* **GOAL**: Format the material from its beginning through the line containing "left=0, top=110, right=20, bottom=130", inclusive, as a two-column CSV with the columns request and answer, one row per request. Put each value in a single quoted field, with line breaks replaced by spaces.

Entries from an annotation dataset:
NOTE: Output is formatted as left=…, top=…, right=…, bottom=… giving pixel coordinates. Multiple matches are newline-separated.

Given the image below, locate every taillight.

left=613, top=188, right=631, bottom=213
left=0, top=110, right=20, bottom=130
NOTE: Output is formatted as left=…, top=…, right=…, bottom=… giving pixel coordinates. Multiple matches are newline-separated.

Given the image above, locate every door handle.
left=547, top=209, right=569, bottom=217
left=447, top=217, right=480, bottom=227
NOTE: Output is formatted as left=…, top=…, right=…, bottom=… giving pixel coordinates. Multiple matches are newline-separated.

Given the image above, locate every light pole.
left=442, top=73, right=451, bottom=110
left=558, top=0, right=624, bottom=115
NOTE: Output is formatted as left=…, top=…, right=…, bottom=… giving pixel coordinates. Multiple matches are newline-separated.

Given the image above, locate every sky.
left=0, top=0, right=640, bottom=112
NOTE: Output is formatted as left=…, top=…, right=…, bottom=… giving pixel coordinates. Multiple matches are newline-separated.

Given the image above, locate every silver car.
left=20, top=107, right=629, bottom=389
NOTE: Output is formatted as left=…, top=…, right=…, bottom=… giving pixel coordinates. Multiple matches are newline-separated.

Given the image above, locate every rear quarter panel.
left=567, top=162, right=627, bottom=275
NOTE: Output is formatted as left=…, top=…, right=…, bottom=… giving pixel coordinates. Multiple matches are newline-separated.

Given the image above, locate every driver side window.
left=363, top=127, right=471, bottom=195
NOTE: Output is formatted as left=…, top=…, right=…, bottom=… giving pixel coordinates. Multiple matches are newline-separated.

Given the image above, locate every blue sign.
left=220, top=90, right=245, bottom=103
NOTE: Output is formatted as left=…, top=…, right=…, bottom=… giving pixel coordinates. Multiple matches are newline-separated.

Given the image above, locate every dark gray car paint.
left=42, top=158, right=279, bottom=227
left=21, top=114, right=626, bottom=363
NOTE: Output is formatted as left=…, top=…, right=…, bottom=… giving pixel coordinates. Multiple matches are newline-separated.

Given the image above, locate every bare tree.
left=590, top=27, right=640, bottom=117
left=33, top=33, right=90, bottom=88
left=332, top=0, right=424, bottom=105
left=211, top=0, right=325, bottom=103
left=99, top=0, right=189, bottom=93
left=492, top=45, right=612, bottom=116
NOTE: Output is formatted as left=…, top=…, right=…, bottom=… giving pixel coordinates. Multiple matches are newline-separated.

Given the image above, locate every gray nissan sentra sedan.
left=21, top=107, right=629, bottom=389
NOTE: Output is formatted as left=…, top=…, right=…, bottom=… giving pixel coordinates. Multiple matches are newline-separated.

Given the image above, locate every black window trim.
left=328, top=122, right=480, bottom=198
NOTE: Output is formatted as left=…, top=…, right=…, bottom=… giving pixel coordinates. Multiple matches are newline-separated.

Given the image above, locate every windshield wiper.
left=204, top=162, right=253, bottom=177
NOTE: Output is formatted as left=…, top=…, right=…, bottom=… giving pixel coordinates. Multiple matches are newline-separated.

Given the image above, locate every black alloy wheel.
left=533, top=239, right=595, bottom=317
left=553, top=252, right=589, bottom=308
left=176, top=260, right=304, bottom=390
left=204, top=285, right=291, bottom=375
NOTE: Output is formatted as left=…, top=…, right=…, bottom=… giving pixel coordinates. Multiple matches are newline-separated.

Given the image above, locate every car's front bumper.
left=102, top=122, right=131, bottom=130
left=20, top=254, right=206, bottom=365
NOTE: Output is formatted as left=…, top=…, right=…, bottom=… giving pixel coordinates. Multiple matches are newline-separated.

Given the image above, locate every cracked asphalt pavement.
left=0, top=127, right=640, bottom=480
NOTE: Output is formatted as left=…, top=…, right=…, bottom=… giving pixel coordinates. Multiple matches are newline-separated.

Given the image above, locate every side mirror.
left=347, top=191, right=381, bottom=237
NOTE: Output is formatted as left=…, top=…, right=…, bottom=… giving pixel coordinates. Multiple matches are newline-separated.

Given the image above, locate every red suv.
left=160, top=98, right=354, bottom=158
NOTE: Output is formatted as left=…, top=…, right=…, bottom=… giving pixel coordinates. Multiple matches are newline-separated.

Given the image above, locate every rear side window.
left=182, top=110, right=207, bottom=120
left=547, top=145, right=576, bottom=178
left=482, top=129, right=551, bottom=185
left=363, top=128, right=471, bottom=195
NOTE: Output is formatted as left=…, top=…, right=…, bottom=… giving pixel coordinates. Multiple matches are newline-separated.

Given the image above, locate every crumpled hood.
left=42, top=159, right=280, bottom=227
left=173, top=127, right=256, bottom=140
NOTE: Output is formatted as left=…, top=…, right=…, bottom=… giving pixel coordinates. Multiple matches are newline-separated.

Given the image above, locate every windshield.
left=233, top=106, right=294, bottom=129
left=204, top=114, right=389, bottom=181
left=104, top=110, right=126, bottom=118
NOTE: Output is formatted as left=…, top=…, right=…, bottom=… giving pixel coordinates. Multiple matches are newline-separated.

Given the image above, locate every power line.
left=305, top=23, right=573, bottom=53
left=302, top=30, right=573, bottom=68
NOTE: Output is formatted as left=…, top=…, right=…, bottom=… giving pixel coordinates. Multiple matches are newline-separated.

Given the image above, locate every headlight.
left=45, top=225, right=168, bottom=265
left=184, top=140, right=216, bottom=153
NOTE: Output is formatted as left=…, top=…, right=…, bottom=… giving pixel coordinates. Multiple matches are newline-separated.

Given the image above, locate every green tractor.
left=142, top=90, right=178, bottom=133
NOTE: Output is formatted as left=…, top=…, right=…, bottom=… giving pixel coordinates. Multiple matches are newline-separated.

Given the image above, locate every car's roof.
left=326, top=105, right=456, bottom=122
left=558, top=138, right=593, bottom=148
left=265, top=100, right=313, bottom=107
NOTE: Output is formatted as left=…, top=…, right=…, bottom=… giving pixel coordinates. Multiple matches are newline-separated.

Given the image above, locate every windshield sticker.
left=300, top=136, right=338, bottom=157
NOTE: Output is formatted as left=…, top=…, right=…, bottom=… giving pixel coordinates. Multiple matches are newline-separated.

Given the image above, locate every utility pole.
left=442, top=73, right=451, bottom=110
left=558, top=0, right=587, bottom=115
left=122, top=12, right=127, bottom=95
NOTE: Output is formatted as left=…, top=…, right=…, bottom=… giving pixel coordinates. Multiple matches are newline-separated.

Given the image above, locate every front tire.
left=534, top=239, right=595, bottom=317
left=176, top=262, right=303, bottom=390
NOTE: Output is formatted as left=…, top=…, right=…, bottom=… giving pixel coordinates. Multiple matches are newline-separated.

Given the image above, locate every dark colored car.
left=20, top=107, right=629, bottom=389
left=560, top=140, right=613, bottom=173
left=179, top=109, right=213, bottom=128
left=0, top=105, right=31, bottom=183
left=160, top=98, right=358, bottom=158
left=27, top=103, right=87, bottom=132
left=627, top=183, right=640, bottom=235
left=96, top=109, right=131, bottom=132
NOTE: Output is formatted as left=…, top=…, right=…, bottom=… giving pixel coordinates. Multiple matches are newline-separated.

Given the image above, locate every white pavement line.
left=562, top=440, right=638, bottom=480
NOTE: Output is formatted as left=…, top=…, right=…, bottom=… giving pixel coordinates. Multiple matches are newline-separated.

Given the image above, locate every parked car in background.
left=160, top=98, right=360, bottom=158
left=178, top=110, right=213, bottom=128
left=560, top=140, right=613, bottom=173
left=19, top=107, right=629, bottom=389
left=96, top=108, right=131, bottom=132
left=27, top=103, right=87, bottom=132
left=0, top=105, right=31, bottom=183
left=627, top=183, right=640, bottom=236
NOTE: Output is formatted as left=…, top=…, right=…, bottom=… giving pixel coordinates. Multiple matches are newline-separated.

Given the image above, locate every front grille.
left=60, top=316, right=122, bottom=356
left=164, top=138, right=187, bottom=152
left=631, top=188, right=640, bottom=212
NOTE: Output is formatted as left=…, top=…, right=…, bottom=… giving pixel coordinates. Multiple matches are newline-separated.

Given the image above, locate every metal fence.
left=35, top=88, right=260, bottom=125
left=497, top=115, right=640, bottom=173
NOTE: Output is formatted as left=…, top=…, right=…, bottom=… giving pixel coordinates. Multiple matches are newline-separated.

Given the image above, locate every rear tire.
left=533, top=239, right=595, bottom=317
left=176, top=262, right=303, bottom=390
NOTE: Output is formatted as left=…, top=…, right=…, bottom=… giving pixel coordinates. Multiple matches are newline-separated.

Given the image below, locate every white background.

* **RESULT FOR THIS TASK**:
request,answer
"NOTE: Output is formatted as left=…, top=…, right=…, bottom=… giving pixel coordinates. Multiple matches are newline-separated. Given the image below, locate every taillight.","left=613, top=188, right=631, bottom=213 left=0, top=110, right=20, bottom=130"